_Problem_.
Locate every line in the records below that contains the word "orange", matching case exactly, and copy each such line in full.

+-------+

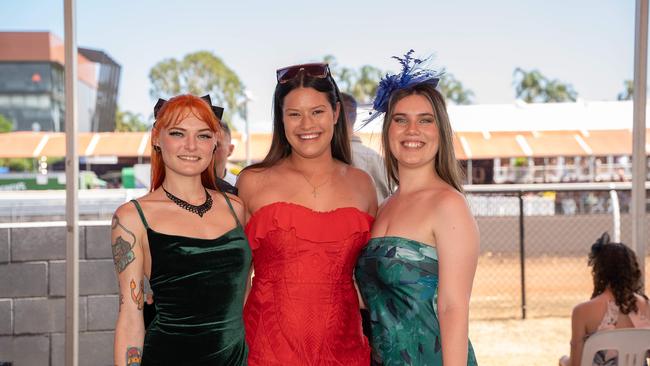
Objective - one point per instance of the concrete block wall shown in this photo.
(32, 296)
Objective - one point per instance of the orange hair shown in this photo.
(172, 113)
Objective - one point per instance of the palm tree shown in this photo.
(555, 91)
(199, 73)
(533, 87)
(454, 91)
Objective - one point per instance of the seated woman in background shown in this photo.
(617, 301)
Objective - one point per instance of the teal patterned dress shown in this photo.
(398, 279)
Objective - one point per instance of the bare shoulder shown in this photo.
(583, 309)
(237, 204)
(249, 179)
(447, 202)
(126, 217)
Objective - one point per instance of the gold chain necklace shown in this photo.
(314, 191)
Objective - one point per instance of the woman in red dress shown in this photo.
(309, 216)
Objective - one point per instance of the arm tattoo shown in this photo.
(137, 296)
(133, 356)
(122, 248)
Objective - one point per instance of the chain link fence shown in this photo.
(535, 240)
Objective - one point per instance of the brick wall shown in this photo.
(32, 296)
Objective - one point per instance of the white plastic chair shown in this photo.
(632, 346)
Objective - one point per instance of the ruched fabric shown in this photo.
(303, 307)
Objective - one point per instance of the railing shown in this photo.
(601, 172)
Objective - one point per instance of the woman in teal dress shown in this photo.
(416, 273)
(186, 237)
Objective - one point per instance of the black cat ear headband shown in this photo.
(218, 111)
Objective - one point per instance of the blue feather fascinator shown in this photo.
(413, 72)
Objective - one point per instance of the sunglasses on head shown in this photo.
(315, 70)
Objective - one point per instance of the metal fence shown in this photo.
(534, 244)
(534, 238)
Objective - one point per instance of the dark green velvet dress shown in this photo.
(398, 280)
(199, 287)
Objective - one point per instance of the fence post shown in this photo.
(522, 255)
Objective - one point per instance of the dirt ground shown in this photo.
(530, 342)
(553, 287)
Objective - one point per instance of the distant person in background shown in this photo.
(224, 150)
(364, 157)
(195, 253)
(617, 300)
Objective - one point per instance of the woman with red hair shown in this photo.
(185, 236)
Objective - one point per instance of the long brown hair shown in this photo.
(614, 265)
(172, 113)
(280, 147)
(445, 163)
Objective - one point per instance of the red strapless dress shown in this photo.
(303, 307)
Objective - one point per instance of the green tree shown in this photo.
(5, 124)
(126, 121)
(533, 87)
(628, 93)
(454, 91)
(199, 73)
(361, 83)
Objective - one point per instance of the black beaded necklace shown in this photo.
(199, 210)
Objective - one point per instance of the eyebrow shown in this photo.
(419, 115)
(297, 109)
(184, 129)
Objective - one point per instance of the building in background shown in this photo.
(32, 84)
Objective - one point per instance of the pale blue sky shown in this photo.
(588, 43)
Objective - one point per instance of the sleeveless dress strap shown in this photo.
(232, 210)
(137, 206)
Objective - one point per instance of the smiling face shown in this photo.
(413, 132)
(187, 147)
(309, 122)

+-------+

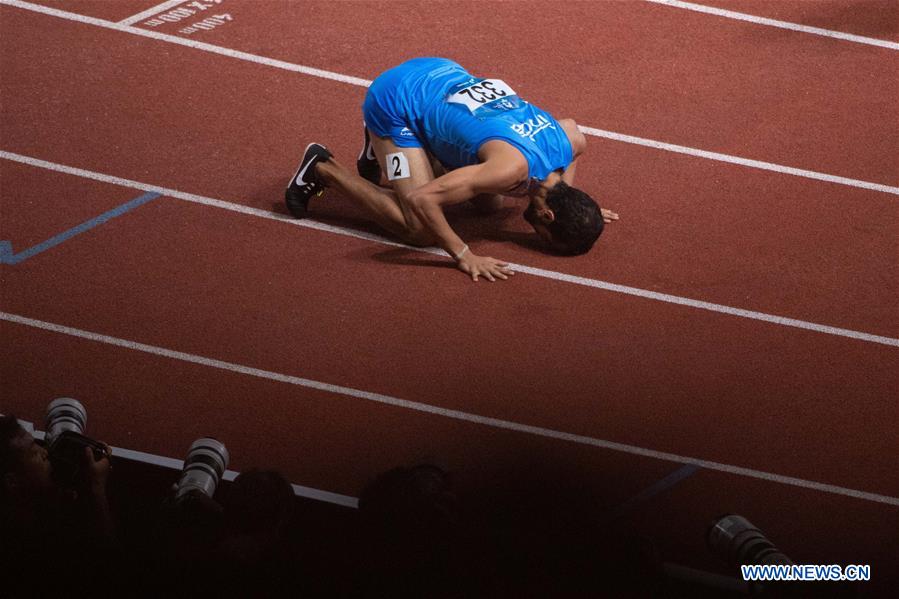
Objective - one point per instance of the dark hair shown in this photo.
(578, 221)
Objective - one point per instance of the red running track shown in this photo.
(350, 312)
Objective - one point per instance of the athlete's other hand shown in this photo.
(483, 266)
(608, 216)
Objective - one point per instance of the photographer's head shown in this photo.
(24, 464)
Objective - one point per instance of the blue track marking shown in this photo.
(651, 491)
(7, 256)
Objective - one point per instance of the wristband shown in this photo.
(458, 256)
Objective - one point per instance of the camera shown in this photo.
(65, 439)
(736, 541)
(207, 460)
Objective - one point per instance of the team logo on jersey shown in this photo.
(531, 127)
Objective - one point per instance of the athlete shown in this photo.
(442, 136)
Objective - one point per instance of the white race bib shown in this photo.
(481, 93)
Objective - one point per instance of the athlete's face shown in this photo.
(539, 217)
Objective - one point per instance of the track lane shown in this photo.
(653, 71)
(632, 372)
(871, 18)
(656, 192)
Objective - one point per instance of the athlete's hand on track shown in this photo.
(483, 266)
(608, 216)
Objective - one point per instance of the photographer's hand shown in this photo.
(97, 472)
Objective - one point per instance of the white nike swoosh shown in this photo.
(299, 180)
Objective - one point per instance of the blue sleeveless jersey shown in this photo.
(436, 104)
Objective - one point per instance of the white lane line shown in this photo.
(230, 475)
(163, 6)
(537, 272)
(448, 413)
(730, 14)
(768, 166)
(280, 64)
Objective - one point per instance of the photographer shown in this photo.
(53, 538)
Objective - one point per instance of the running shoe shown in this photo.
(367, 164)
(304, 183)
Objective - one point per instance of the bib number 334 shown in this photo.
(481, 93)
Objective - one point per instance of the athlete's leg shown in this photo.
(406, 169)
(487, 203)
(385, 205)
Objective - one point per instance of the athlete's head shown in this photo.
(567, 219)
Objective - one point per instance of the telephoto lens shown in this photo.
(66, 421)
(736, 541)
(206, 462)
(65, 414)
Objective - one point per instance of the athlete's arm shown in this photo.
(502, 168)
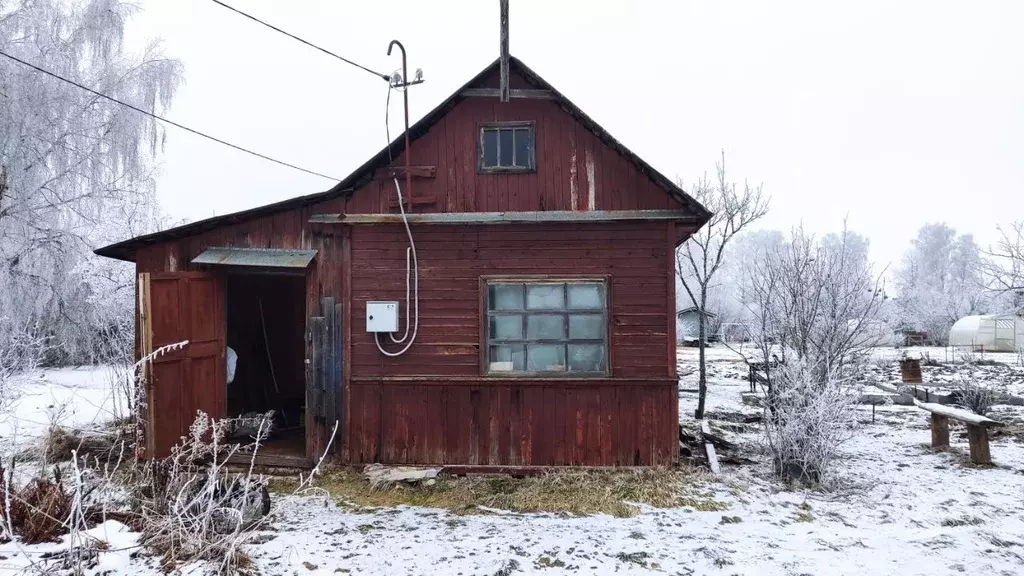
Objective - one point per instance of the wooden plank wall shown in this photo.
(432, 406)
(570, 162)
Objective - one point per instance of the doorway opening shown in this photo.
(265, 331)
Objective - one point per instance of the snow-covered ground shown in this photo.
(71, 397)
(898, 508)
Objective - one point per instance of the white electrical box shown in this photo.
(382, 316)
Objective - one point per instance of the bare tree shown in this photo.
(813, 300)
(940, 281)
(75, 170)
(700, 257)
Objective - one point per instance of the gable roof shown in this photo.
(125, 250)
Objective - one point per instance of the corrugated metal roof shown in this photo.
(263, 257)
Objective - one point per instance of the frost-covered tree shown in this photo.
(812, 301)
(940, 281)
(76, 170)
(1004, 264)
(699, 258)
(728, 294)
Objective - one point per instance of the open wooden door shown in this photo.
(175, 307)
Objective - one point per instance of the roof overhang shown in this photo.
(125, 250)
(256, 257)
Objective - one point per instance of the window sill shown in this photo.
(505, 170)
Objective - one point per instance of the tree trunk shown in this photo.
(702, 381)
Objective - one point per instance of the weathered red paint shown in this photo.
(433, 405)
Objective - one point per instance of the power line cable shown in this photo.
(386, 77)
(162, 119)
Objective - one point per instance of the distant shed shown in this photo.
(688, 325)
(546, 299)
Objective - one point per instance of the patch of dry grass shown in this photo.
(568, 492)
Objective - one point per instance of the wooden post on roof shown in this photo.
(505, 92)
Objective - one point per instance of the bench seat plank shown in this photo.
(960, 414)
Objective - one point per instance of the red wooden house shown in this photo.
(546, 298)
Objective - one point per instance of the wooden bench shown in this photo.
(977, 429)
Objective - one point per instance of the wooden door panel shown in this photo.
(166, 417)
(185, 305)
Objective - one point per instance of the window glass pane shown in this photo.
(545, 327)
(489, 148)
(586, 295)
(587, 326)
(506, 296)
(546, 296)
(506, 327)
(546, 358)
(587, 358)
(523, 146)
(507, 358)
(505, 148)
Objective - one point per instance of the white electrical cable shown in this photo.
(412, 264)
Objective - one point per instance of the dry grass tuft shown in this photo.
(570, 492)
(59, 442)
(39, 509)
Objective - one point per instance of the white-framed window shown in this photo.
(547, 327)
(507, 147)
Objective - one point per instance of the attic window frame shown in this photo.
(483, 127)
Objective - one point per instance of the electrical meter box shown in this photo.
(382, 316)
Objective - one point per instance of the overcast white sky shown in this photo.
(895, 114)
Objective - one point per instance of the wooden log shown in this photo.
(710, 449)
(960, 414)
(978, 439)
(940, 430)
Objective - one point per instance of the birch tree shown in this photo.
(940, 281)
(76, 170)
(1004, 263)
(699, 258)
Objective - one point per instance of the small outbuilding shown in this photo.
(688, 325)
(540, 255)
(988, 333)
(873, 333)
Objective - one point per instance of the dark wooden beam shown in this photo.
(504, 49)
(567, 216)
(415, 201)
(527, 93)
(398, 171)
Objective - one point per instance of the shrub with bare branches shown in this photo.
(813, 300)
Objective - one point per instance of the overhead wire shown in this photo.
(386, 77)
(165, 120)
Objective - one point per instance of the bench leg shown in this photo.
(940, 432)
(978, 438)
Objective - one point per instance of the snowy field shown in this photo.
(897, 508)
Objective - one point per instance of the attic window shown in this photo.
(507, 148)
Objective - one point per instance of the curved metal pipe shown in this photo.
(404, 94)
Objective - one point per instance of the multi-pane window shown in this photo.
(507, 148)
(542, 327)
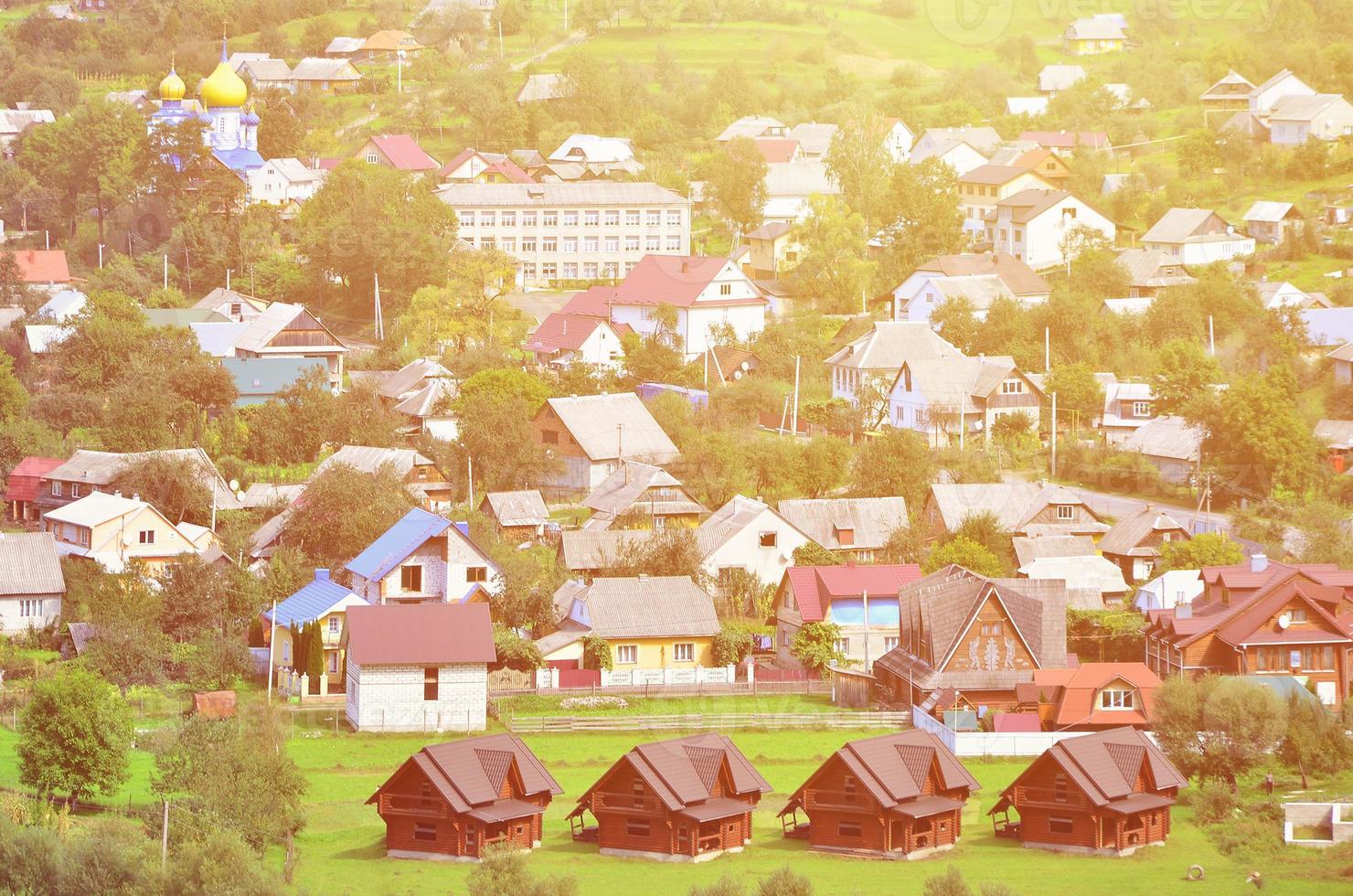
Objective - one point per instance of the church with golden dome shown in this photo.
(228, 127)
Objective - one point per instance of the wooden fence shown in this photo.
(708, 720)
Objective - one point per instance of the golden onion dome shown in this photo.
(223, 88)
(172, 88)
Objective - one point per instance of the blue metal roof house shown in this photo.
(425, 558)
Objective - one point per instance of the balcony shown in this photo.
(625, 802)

+-------+

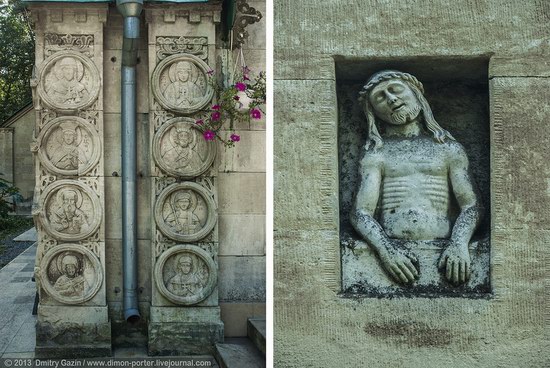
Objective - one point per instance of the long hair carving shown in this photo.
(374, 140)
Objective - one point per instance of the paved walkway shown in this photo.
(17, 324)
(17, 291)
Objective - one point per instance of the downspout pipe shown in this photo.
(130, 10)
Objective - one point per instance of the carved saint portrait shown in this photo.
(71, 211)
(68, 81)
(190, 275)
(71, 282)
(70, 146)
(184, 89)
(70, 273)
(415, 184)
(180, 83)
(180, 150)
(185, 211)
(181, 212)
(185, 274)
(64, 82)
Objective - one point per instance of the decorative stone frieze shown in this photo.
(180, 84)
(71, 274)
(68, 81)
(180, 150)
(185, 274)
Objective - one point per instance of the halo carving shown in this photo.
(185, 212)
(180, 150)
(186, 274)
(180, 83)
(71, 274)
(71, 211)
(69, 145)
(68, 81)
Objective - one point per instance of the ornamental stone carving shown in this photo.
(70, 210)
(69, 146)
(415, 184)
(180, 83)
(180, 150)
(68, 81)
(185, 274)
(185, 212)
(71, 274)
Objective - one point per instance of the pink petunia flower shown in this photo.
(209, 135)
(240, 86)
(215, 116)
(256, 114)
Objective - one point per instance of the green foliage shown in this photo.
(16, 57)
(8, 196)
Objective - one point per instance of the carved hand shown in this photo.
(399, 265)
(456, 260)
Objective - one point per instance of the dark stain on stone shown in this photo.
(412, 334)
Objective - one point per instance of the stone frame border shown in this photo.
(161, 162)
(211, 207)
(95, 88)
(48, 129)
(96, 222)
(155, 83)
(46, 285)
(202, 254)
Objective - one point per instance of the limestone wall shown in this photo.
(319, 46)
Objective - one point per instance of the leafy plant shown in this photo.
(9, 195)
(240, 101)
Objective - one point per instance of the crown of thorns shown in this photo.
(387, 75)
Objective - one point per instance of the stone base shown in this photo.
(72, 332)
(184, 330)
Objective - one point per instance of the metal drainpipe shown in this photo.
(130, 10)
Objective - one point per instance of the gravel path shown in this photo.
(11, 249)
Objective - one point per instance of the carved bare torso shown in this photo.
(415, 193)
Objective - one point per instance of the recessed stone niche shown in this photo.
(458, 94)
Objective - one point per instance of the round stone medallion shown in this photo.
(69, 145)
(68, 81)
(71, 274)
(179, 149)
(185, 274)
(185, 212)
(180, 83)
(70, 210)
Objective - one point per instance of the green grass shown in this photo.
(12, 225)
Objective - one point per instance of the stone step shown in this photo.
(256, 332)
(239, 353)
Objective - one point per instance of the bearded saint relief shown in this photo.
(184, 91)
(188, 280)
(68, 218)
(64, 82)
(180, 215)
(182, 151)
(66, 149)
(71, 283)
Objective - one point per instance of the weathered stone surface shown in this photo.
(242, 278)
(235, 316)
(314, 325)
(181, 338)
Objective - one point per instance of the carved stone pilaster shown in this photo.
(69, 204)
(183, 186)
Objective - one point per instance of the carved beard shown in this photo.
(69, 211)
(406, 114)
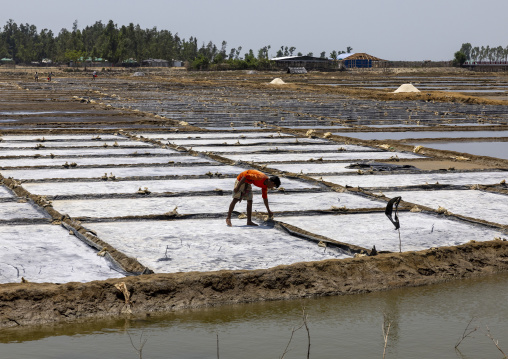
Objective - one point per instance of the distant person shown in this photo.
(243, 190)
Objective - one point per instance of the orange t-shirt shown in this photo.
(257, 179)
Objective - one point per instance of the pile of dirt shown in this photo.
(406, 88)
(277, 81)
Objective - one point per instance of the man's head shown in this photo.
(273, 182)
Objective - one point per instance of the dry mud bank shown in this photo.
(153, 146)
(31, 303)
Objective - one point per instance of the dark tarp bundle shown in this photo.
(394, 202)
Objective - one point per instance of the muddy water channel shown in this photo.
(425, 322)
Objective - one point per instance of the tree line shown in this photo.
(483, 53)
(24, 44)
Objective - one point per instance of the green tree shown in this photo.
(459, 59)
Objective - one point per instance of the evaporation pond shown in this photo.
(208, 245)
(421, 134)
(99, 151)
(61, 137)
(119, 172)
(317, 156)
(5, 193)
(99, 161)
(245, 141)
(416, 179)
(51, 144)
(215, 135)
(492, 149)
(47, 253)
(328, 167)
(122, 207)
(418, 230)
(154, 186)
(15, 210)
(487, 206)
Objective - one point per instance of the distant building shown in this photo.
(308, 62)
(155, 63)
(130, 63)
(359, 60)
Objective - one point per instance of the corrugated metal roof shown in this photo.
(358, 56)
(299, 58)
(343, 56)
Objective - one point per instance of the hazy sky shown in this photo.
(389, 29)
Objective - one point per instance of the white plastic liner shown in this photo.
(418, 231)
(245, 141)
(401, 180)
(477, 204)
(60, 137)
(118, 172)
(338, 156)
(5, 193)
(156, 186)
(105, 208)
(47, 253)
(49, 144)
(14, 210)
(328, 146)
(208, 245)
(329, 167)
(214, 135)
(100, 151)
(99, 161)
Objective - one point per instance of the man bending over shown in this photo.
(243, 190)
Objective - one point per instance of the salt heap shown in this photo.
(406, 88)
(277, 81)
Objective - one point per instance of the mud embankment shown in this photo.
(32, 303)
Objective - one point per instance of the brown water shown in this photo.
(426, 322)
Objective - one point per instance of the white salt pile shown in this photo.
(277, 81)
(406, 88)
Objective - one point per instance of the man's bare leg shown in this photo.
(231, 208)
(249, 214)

+-------+

_The completed task_.
Objective - one point per instance of the orange hair shown in this photo.
Objective - one point per instance of the orange t-shirt shown in this photo.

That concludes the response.